HOW TO COMPLETE THIS TASK
Because the images are not wanted, restate every line below word for word without them.

*** Opening of SUPPLIED MATERIAL ***

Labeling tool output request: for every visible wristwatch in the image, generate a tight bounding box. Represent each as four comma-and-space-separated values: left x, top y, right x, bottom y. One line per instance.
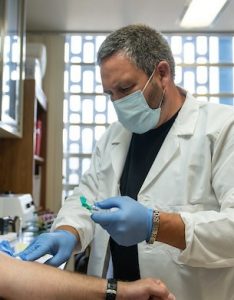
106, 278, 117, 300
148, 209, 160, 244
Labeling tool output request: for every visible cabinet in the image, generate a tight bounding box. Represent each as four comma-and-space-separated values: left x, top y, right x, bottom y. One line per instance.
0, 79, 47, 209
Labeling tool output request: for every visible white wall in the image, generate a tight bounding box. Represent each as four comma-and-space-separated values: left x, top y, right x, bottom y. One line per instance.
27, 33, 65, 213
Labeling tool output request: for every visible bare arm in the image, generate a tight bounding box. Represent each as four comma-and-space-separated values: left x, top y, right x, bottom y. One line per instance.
0, 253, 175, 300
157, 212, 186, 250
0, 253, 105, 300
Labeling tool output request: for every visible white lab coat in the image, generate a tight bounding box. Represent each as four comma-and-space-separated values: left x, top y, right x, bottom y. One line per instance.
52, 92, 234, 300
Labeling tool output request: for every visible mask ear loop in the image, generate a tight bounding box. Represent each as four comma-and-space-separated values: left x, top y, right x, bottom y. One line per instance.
158, 89, 165, 108
142, 69, 156, 94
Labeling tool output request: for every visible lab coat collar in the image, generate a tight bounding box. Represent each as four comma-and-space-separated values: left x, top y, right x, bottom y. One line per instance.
141, 91, 200, 193
174, 91, 200, 136
110, 125, 132, 182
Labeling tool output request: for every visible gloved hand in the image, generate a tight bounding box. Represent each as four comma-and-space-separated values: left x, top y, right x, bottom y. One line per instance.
0, 240, 15, 256
17, 230, 77, 266
91, 196, 153, 246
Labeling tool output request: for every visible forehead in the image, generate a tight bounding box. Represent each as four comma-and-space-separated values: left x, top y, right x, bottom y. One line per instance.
100, 53, 144, 85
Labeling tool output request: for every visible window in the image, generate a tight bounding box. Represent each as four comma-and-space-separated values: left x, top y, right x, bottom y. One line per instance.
63, 34, 117, 199
167, 34, 234, 104
63, 33, 234, 199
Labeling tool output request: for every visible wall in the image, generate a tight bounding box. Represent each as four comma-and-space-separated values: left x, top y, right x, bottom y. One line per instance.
27, 33, 65, 213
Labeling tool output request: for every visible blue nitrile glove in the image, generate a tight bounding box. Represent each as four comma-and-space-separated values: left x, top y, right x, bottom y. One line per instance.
0, 240, 15, 256
17, 230, 77, 266
91, 196, 153, 246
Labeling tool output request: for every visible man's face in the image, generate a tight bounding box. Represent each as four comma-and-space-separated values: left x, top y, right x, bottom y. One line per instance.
100, 53, 162, 108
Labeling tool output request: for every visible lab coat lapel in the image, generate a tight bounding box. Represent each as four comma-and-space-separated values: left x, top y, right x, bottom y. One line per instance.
140, 92, 200, 193
110, 126, 132, 181
140, 128, 180, 191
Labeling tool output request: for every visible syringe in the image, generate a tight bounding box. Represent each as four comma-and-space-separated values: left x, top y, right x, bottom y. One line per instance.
80, 196, 117, 213
80, 196, 105, 212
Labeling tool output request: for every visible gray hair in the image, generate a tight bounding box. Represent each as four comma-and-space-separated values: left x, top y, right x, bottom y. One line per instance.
97, 24, 175, 79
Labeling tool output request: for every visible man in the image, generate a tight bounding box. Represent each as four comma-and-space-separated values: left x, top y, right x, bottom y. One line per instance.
0, 252, 175, 300
19, 24, 234, 300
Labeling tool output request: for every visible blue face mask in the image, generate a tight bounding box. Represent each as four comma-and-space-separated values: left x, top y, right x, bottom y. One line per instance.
113, 70, 164, 134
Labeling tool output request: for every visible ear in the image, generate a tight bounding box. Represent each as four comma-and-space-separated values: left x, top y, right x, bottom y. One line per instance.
156, 61, 171, 80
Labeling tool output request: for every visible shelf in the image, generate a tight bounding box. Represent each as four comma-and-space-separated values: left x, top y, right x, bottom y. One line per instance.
0, 79, 48, 209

*** Close of SUPPLIED MATERIAL ***

OUTPUT OF THE EXERCISE
Labeling tool output request: for every visible wristwatch in the image, generate a tight bounding box. Represent each as four comma-and-space-separated values: left x, top y, right x, bottom y. One line per instance.
106, 278, 117, 300
148, 209, 160, 244
Labeling tool output request: for every visible cabinet in the image, generate a tight bounding box. Represent each as four comma-and-space-separated values: left x, top y, right x, bottom y. One line per instance.
0, 79, 47, 209
Labeling tool output request: for every visible white wall in the image, generate a tight bounding box. Represent each as four comma-and-space-separated values: left x, top y, right x, bottom y. One line per instance.
27, 33, 65, 213
Labeling tool output request: for every visible bare arm in the image, generate a tight bounding box. Represent each as four comma-and-space-separated values: left x, top y, right x, bottom y. One line per instance.
0, 253, 175, 300
157, 212, 186, 250
0, 253, 105, 300
Labeling tool output request: for every visible white lab coat in the image, generate a tight bounding box. Represent each as four comma-and-space-separated values: left x, top y, right x, bottom y. One line per instance.
52, 92, 234, 300
Labeling tool output request: for every visible mask ear loop in the image, generate a tight bounding box. Represent each as four comma-and-space-separated values: left x, top y, right x, bottom y. One line per instance.
158, 89, 165, 108
142, 69, 156, 94
Labeling tool output request: for every visible lab coat collar in the image, generate a tight bounding box. Represent each as four comma-and-space-separated values: left x, top y, right x, bottom y. One line per instance.
141, 91, 200, 193
174, 91, 200, 136
110, 125, 132, 182
Labeling tool output request: for every visible gloved hand in the image, generate a tight bounding box. Represent each as four comma-and-space-separated values: left x, top y, right x, bottom y. One line per instance.
0, 240, 15, 256
17, 230, 77, 266
91, 196, 153, 246
Labeling tool output request: for every visible forehead in the image, generate a tight bounding box. Represent each as four comma-and-space-separated values: left x, top y, right x, bottom y. One line per instance.
100, 53, 144, 85
Labeling tool output request: for every visible window in the image, generate a tight bounding box. Represent each as four comma-and-space-separated values: left x, top y, right x, bottom y. One line per instance.
63, 34, 117, 199
167, 34, 234, 104
63, 33, 234, 199
Labeling tool output request: for every visible wall in the image, generate a tight bounding box. Represent each as four comma-and-space-separated values: left x, top y, right x, bottom y. One line per instance.
27, 33, 65, 213
Labeling tool output request: for every visible blue nitrile glove in the image, generate a tight bounding box. Represent each as four comma-and-space-separated values: left x, top y, right x, bottom y. One line per instance.
0, 240, 15, 256
17, 230, 77, 266
91, 196, 153, 246
Labeling tool output request: for every visible man's face in the image, generate a tight bounding box. Represent each as four comma-and-space-separated values: left x, top y, right x, bottom y. One line per instance.
100, 53, 162, 108
Labeling tool output request: for every visible lab coat lapel in the image, generate a tight bounding box. Represent each as four comma-and-space-separated values: left x, top y, right x, bottom y. One line per instance.
140, 92, 200, 193
110, 126, 132, 181
140, 128, 180, 191
Labeling tool output request: for every visible syringe in the image, generate a tight bounding box. Represent each as four comma-and-space-separated values: left x, top y, right x, bottom y. One line per instance.
80, 196, 117, 213
80, 196, 105, 212
Labeling tool output request: for every visible gray hair in the image, generate a tight bounding box. Represent each as four comma-and-space-separated values: left x, top y, right x, bottom y. One line per instance.
97, 24, 175, 79
Labeling tool output request: for every visible man in the image, generate a tight bounding box. Represent each as four comma-and-space-separated values: left x, top y, right x, bottom y. One line per instance.
0, 252, 175, 300
19, 24, 234, 300
Labeling tool output request: for every visible blue face mask in the image, generate a tight bounding box. Represent each as four comma-and-space-separated values: left x, top y, right x, bottom y. One line per instance.
113, 70, 164, 134
Labeling tool output request: for every visible ear in the image, generate a tight bounding box. Represent each as four comma-and-space-separated values: left x, top y, right x, bottom y. One line per instance.
156, 61, 171, 80
Labeling tool output request: for every visible shelf in the image, generate a tight bounding box. Represent each as four comma-and-space-separated values: left x, top y, right x, bottom y. One line per instance.
0, 79, 48, 209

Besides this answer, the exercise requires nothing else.